● Provided text:
Offshore wind to help state meet renewable energy goals, power grid adaptations necessary

This article is part of an Earth Month series exploring environmental issues, climate initiatives and community stakeholders throughout Providence and Rhode Island.

Last month, South Fork Wind Farm — located off the coast of Rhode Island — began producing power, making Rhode Island home to the country’s first utility-scale wind farm. 

The wind farm, which provides power to New York, is a joint venture between energy companies Ørsted and Eversource. This project followed the construction of Rhode Island’s Block Island Wind Farm, which became operational in 2016 and was the first offshore wind farm in the United States. The Block Island project powers roughly 17,000 homes, while the new South Fork project could power up to around 70,000 homes and businesses.

Ørsted and Eversource are also collaborating to build Revolution Wind, a 704-megawatt offshore wind farm that will provide power to Rhode Island and Connecticut and is expected to become operational by 2025.


Revolution Wind will “complement existing energy sources to help ensure the area has enough power during peak hours,” create 1,200 jobs and supply electricity to more than 350,00 homes in the states, according to the project’s website.

In October 2023, the Rhode Island Office of Energy Resources announced a memorandum of understanding with Massachusetts and Connecticut to coordinate offshore wind developments in the region. The document marked “the first nationwide agreement for offshore wind procurement collaboration among multiple states,” spokesperson Robert Beadle wrote in an email to The Herald.

Community stakeholders have expressed concerns about the project’s development, The Herald previously reported. Some Rhode Island fishermen have stated they worry that the project will disrupt local ecosystems and navigation of waters.

● Data section:
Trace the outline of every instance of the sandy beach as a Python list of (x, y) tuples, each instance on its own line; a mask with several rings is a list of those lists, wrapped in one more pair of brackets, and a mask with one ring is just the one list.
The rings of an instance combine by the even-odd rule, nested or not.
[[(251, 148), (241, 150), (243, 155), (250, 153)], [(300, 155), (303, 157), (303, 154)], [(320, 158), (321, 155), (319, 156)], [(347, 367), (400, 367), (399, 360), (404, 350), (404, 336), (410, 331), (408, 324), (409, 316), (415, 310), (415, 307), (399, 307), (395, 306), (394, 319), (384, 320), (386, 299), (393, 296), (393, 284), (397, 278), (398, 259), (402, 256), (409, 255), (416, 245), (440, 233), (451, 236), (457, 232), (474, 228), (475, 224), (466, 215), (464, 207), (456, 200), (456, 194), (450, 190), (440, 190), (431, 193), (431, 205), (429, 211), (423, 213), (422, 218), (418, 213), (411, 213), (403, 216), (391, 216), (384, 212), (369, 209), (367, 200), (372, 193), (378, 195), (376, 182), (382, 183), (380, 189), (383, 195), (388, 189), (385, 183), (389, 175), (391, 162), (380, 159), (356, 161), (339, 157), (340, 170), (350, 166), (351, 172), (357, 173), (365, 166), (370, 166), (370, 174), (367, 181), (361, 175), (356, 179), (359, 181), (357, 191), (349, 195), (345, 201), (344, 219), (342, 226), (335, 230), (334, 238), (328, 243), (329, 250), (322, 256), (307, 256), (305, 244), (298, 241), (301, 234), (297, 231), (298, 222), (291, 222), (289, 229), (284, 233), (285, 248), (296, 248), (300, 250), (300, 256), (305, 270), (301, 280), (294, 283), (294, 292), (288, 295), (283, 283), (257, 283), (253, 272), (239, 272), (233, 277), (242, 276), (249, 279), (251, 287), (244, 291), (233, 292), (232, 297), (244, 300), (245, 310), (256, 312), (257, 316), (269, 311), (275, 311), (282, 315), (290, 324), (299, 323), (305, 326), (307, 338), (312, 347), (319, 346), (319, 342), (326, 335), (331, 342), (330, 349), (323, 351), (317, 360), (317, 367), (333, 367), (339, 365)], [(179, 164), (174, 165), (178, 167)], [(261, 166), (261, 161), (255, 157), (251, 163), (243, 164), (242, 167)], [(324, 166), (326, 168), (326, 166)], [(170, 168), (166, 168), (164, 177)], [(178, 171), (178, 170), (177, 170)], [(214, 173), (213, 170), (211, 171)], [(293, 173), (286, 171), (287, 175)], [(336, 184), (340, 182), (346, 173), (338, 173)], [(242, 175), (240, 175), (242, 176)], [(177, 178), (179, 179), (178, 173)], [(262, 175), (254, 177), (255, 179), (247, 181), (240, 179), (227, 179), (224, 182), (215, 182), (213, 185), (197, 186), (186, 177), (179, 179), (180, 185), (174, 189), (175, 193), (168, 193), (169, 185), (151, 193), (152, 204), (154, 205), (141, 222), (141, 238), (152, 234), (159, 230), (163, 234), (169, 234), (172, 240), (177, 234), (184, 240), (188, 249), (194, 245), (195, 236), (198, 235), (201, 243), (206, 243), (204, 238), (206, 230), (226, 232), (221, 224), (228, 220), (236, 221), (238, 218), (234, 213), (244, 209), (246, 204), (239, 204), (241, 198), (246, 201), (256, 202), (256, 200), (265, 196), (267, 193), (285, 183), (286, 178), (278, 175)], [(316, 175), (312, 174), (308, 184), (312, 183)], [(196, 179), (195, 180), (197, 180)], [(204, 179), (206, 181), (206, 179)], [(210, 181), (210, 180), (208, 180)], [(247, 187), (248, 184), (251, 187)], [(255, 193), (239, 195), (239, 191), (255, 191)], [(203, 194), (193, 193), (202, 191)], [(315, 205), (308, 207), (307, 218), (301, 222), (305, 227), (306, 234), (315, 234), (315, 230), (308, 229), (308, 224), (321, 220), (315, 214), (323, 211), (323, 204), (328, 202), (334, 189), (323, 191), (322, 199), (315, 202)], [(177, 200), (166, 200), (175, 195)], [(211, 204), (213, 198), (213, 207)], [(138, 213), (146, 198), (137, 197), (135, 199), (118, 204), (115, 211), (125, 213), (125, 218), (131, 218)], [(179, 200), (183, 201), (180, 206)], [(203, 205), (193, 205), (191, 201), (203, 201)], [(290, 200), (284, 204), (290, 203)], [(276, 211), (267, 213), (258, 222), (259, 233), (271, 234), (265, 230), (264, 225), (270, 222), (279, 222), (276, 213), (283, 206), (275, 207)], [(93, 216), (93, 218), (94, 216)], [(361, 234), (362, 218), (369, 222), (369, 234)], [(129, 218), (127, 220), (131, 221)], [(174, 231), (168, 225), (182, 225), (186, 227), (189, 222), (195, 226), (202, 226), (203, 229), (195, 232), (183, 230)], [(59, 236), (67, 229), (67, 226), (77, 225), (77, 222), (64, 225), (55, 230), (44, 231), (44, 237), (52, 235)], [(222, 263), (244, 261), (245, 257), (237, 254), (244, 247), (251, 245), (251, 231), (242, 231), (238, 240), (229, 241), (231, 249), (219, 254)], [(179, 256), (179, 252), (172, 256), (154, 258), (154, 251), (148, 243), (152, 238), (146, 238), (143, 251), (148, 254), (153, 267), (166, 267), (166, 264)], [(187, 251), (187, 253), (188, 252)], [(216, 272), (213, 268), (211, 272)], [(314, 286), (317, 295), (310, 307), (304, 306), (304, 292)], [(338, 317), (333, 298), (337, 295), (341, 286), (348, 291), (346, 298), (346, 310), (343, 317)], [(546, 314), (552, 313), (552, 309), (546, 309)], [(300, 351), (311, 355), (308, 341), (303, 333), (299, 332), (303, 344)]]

● What to work on:
A. Condense the paragraph of the offshore wind article that begins "The wind farm, which provides power to New York" into a short bulleted list that keeps its main facts.
B. According to the offshore wind article, what is the capacity of Revolution Wind?
C. Repeat the passage of the offshore wind article from "The wind farm, which" up to and including "operational by 2025.".
The data comes from a separate source unrelated to the offshore wind article.

● Results for each task:
A.
- South Fork Wind Farm powers New York and is a joint venture of Ørsted and Eversource.
- It followed Rhode Island's Block Island Wind Farm, the first U.S. offshore wind farm, operational since 2016.
- Block Island powers about 17,000 homes. South Fork could power up to around 70,000 homes and businesses.

B. 704 megawatts.

C.
The wind farm, which provides power to New York, is a joint venture between energy companies Ørsted and Eversource. This project followed the construction of Rhode Island’s Block Island Wind Farm, which became operational in 2016 and was the first offshore wind farm in the United States. The Block Island project powers roughly 17,000 homes, while the new South Fork project could power up to around 70,000 homes and businesses.

Ørsted and Eversource are also collaborating to build Revolution Wind, a 704-megawatt offshore wind farm that will provide power to Rhode Island and Connecticut and is expected to become operational by 2025.